## What you are asked to do
Copy every line of the entries below, requests included, but shift each coordinate in the answer outlines by -80; leave the numbers in the requests and format samples unchanged. Omit the pictures from your copy.

—————

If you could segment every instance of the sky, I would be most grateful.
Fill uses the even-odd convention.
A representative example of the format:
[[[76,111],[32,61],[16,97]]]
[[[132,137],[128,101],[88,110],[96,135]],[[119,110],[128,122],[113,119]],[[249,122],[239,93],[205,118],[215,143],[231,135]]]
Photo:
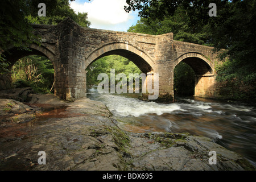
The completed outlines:
[[[90,28],[127,31],[136,24],[138,11],[125,12],[126,0],[76,0],[70,5],[76,13],[88,13]]]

—————

## Written reply
If you could segment every instance of the sky, I would be most grateful.
Fill uses the even-odd convention.
A representative example of the format:
[[[76,111],[32,61],[16,97]]]
[[[132,137],[128,101],[88,110],[96,135]],[[119,110],[128,122],[113,119]],[[249,122],[239,93],[205,118],[215,143],[231,135]]]
Photo:
The completed outlines:
[[[10,-52],[47,-49],[56,-56],[58,-69],[45,-68],[46,-80],[-4,-80],[-10,-75],[-4,-67],[8,-67]]]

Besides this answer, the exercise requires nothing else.